* BEGIN GIVEN RECORDS *

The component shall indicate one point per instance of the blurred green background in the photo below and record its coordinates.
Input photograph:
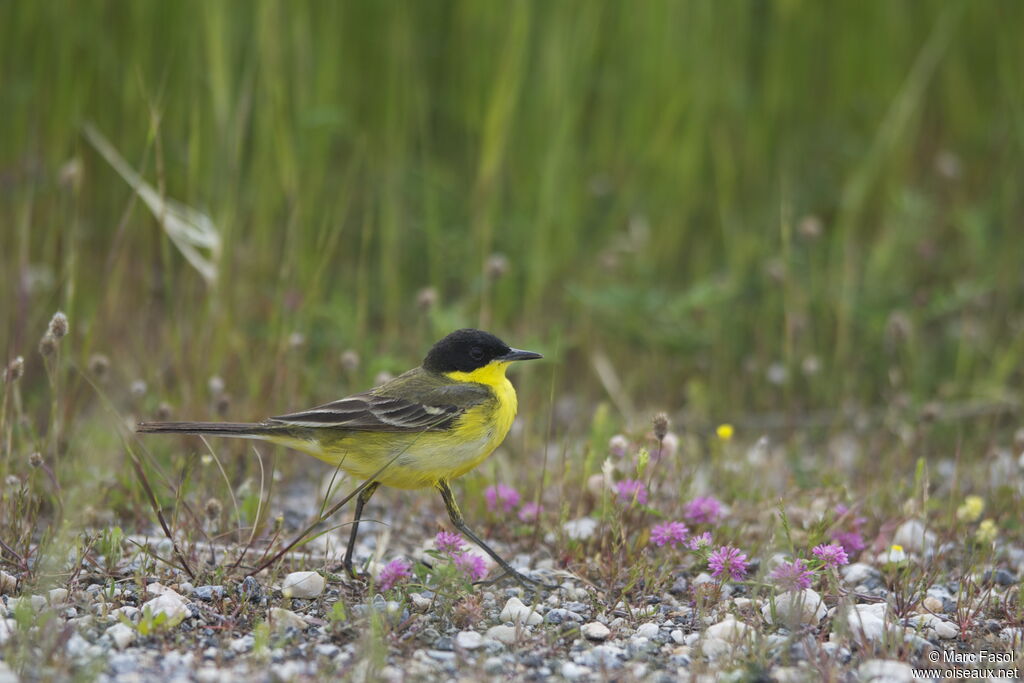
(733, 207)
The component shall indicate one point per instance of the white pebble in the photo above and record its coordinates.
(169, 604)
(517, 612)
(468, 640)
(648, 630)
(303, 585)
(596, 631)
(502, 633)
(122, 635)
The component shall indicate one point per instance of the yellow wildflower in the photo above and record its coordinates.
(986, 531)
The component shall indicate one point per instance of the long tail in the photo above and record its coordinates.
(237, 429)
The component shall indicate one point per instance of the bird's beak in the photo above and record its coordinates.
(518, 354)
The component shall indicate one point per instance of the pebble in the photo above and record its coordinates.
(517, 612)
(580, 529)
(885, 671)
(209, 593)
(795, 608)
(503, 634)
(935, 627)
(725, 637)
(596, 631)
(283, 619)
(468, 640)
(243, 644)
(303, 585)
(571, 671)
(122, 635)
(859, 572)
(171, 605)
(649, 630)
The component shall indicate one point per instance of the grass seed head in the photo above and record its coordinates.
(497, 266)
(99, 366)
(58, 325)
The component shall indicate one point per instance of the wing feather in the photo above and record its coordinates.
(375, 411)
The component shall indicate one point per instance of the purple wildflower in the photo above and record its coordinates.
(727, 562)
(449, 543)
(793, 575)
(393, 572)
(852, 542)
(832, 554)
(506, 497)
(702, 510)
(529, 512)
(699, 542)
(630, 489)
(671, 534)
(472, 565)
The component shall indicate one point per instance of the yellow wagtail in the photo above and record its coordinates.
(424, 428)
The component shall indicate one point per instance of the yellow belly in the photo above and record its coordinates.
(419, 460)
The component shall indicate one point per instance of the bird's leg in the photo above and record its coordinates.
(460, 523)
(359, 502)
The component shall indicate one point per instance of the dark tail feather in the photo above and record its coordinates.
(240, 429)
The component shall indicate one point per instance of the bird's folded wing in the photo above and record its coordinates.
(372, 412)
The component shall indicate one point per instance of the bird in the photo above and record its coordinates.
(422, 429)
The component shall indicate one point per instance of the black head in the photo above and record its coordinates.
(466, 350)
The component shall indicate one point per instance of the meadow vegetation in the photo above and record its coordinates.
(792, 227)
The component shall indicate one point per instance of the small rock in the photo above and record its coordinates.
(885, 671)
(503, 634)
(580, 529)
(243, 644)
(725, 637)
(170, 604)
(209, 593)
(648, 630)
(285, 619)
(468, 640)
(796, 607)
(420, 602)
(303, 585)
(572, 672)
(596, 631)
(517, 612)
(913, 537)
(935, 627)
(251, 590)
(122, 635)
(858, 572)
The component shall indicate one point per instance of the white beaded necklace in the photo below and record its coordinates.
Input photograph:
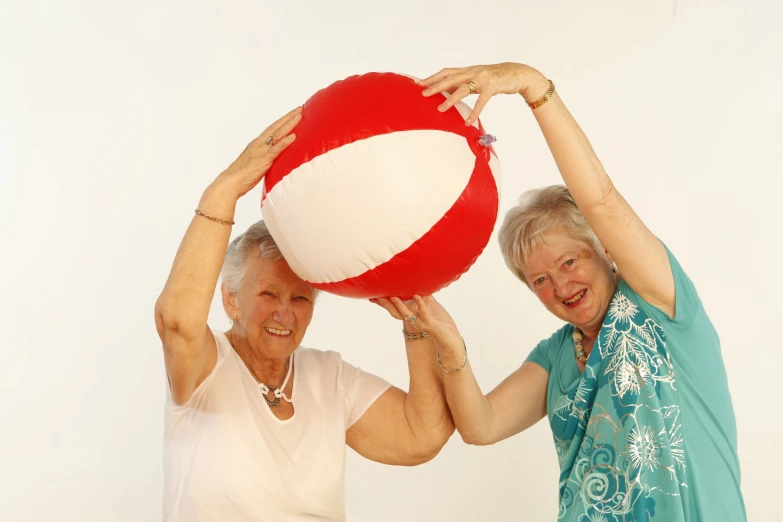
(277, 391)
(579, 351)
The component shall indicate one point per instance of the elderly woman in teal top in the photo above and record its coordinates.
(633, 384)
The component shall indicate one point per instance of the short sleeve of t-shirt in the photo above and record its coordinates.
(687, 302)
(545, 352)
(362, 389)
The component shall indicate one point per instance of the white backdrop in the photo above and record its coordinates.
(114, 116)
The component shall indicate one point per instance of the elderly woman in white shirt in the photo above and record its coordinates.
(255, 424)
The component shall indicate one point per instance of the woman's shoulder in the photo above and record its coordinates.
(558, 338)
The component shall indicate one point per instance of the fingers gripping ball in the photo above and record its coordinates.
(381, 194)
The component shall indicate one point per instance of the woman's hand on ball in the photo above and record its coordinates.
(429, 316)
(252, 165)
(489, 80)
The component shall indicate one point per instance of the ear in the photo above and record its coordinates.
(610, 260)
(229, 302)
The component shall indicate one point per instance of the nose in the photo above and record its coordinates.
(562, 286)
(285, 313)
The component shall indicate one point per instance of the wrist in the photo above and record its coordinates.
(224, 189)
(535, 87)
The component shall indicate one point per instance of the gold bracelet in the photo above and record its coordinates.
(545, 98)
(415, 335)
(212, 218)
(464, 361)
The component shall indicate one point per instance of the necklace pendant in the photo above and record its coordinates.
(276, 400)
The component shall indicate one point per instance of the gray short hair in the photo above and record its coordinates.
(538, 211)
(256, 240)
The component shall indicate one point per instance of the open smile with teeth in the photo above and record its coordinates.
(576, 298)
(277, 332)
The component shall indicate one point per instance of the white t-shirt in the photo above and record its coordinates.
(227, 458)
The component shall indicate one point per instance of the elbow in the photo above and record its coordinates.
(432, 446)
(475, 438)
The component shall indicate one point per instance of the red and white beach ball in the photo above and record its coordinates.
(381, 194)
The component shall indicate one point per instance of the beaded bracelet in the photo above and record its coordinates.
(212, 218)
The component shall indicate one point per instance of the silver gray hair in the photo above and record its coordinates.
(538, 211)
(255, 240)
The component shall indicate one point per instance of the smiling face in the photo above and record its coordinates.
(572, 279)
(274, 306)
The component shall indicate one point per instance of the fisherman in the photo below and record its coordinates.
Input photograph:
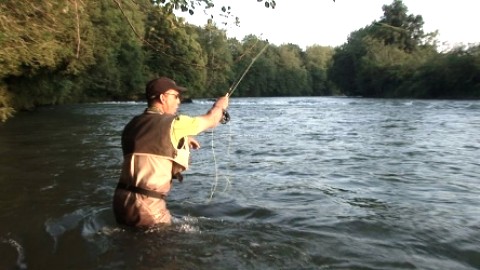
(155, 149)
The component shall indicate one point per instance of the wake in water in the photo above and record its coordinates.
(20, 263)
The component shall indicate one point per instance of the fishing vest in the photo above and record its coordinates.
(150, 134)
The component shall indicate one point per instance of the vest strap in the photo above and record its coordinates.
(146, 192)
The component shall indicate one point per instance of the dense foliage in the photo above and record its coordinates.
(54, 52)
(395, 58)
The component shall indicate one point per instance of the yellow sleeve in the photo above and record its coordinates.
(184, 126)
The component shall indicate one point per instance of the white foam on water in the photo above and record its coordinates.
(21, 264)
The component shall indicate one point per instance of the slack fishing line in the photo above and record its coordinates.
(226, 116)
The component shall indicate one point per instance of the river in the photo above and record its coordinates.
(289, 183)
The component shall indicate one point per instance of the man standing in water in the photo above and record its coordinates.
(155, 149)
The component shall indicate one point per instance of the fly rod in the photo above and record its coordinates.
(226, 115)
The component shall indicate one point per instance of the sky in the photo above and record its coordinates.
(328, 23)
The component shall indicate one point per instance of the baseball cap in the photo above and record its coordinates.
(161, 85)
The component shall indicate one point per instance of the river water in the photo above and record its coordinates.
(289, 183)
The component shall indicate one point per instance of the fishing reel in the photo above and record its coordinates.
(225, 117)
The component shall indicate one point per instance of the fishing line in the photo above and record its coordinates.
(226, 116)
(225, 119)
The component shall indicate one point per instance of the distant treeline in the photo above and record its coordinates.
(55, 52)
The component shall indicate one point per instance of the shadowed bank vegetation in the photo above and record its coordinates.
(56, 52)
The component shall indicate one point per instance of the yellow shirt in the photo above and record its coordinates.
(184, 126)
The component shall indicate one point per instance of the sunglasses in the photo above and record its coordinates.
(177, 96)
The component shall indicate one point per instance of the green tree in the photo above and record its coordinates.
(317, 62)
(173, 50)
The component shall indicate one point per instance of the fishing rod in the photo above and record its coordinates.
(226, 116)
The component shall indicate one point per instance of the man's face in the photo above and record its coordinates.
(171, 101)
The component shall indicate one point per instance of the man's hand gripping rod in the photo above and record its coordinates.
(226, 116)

* END GIVEN RECORDS *

All lines from the one that contains "The component shall indicate one point per instance of the sky" through the end of the material are to be quoted exactly, with both ends included.

The component shall indicate one point per instance of the sky in the photo above and record its coordinates.
(328, 23)
The component shall indicate one point per instance of the baseball cap in the photo above and record its coordinates.
(161, 85)
The component shall indicate one point per instance of the river water in the photo above and record its coordinates.
(289, 183)
The component shall indicate one point per instance of the fishing reel in the photo above and record its coordinates.
(225, 117)
The component shall indicate one point per instance of the fishing line in the photo above and record its coordinates.
(226, 116)
(225, 119)
The component shall indicate one point per instance of the distant treeline in the photo above and record its coordinates.
(55, 52)
The component shall indicate one point per instance of the shadowed bank vegetation in the photo above and record its coordinates.
(56, 52)
The component shall indicate one point per instance of the yellow shirt in the photo above and record its coordinates.
(184, 126)
The component shall indicate one point per instance of the sunglasses in the photo above and record its coordinates.
(177, 96)
The component shall indicate one point per instance of the green tree in the photo above and record its coordinates.
(317, 62)
(173, 50)
The component shall indicate one point per instance of the fishing rod in the photo above and record its coordinates.
(226, 116)
The component shall indicate one point per instance of the man's face in the photo above and record its coordinates.
(171, 101)
The component shall indicate one point per instance of the man's hand gripping rod in the photo above and record its coordinates.
(226, 116)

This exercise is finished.